Collected data
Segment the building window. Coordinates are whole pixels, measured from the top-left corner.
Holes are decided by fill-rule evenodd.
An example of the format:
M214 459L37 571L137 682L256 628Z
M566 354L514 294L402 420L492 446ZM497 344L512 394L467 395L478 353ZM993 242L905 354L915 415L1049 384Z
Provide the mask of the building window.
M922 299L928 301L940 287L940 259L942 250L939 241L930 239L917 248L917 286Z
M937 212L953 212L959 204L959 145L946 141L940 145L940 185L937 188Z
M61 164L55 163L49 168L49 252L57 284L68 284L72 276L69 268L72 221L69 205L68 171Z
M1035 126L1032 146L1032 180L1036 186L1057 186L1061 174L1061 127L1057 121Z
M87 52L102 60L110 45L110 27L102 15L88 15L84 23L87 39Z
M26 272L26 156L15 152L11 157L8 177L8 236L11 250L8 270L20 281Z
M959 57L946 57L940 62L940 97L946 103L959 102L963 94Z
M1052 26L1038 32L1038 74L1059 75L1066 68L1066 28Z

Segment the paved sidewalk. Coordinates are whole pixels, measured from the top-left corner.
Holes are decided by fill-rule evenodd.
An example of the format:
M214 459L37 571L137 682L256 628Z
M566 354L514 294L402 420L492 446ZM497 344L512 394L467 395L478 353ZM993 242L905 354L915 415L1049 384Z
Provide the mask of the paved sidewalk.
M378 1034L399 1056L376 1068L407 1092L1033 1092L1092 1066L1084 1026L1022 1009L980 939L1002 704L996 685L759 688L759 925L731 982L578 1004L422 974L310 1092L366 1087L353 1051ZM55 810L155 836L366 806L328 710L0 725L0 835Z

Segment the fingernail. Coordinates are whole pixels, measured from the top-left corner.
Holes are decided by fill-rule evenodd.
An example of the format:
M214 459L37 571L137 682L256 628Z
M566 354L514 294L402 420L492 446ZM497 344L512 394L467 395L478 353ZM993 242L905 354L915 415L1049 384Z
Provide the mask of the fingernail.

◆ Stated problem: Put the lines starting at the one containing "Segment the fingernail." and ending at the last line of the collected data into a numbered list, leaving out blank lines.

◆ Problem solution:
1. Segment the fingernail. Coordinates are whole pixels, measured from the top-left corner.
2. Holes are decided by fill-rule evenodd.
3. An example of the format:
4. M214 459L37 571L137 682L256 628Z
5. M566 354L514 294L402 420L492 446ZM497 344L512 394L467 395L478 353ZM993 242L905 354L915 415L1049 384Z
6. Provide the mask of the fingernail.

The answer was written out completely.